DATASET RECORDS -
== Segment start ==
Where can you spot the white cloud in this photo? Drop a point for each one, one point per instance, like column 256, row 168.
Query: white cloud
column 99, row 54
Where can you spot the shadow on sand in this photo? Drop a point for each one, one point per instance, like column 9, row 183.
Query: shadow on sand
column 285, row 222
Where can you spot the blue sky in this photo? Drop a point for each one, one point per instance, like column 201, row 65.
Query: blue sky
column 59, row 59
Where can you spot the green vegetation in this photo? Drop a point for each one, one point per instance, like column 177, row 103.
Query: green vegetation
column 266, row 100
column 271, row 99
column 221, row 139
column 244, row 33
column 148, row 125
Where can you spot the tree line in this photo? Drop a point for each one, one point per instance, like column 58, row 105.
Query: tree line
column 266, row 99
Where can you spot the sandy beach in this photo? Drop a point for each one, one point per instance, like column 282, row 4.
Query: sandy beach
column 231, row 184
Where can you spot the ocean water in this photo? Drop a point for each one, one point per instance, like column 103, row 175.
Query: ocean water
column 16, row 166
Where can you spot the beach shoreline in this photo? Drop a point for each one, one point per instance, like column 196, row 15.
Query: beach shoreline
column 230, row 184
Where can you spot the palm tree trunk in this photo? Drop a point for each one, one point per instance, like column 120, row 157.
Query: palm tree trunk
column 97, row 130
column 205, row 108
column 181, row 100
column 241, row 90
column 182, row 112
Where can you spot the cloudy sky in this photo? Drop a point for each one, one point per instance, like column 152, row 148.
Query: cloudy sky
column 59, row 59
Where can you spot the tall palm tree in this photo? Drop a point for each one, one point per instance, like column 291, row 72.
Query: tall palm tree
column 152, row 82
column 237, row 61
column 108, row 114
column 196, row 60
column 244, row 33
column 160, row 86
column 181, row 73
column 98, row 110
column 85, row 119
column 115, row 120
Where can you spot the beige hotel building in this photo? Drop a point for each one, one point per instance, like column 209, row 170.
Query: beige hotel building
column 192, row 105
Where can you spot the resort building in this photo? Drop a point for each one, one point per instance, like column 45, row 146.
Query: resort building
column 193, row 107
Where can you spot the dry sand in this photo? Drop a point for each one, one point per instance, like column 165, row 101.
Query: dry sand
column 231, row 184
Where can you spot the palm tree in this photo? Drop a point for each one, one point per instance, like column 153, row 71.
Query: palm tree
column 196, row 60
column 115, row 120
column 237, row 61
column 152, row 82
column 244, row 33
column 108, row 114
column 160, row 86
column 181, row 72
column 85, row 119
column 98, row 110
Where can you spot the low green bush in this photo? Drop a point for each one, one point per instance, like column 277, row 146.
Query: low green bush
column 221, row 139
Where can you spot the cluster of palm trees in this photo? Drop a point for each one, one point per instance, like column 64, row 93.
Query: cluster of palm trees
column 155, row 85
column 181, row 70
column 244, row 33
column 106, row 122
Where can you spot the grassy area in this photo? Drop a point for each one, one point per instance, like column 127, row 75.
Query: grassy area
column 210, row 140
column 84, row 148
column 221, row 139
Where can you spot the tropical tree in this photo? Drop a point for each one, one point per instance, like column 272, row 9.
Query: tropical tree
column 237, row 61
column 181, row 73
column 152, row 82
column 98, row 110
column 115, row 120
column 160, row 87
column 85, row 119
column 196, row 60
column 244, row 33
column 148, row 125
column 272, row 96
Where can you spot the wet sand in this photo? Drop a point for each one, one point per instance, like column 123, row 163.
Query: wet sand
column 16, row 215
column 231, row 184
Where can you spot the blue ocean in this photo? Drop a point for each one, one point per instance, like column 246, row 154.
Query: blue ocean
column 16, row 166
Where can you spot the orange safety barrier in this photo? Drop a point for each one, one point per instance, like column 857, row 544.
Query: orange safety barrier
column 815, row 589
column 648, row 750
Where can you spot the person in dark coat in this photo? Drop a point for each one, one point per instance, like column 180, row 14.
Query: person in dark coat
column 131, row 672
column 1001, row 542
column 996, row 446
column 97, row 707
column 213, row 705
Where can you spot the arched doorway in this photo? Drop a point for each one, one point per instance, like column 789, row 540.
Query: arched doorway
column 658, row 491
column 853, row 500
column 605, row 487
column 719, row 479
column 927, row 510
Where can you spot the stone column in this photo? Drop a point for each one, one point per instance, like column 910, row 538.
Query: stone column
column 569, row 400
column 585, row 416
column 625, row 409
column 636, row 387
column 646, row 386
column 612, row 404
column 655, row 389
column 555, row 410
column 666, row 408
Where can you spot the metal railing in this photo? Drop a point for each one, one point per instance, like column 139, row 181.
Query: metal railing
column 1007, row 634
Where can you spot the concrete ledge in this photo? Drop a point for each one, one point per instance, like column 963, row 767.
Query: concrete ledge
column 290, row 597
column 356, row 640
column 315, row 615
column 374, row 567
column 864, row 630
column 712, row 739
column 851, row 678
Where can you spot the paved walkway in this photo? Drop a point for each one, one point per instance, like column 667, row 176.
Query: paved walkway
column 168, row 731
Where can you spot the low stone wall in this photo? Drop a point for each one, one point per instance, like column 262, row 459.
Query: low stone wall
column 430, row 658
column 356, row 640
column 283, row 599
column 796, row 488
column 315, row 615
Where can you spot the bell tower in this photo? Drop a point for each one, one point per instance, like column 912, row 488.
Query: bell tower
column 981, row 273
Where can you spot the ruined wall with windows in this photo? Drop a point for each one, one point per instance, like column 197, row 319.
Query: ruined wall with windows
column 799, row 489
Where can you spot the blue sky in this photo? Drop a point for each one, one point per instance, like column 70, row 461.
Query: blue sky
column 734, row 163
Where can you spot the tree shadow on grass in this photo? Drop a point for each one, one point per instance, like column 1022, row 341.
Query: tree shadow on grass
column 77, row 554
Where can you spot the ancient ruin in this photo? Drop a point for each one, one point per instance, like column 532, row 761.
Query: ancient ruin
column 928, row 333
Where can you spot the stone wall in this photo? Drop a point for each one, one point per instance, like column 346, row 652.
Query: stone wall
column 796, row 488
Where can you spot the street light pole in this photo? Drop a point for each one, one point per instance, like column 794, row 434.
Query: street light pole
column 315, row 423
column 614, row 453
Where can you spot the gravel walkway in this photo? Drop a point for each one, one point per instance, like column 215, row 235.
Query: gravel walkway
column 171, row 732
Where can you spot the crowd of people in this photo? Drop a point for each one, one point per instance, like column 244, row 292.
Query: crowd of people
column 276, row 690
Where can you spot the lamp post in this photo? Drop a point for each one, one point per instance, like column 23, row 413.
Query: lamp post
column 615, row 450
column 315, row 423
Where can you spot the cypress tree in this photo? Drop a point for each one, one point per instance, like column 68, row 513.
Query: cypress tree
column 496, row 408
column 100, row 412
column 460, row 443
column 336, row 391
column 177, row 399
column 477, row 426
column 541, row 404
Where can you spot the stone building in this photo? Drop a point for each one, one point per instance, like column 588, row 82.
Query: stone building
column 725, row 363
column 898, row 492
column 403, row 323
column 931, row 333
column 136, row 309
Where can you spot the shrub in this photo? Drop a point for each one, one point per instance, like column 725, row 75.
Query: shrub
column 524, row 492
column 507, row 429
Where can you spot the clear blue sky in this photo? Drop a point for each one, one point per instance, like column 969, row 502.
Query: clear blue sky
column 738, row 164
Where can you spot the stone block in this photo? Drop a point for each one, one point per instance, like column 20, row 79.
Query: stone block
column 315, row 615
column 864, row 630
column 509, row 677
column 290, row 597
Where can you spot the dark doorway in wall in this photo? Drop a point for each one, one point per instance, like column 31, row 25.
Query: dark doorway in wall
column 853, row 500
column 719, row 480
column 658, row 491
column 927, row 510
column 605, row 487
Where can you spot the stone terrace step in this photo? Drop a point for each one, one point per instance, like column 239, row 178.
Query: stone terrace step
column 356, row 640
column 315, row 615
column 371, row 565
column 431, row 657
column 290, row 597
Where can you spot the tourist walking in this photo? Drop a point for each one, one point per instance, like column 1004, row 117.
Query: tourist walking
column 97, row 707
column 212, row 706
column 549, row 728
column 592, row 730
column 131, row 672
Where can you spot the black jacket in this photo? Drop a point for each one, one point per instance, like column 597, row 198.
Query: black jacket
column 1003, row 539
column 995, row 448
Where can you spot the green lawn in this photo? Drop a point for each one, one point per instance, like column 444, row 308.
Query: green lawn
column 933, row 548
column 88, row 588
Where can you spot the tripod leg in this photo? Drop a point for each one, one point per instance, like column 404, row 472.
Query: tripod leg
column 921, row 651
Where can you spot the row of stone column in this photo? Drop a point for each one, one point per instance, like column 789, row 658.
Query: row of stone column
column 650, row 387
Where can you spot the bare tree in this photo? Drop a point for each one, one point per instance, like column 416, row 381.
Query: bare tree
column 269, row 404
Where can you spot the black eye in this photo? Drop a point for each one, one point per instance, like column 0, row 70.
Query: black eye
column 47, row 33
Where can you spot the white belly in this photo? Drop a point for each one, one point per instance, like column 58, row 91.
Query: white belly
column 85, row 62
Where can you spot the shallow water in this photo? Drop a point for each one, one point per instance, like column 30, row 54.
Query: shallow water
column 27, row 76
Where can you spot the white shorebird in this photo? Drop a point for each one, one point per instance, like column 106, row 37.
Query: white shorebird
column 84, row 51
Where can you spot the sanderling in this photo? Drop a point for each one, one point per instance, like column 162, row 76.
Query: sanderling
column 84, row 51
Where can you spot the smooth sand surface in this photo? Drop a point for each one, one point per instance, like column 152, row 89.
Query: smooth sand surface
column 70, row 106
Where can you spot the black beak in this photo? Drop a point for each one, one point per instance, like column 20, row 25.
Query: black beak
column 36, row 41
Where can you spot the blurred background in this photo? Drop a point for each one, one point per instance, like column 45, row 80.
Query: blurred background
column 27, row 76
== Segment end ==
DIRECTIONS - Scan the lines above for "Query: concrete ledge" and for "Where can you spot the low stone". Repeat exactly the line holding each of them and every line in between.

EXERCISE ANSWER -
Query: concrete ledge
column 290, row 597
column 356, row 640
column 315, row 615
column 374, row 567
column 864, row 630
column 712, row 739
column 851, row 678
Where can you spot the paved walkway in this photo? Drop a point for each one, one point per instance, like column 667, row 176.
Query: paved walkway
column 168, row 731
Where can you spot the low stone wall in this photo? Drop a point for each one, one point per instance, like column 262, row 459.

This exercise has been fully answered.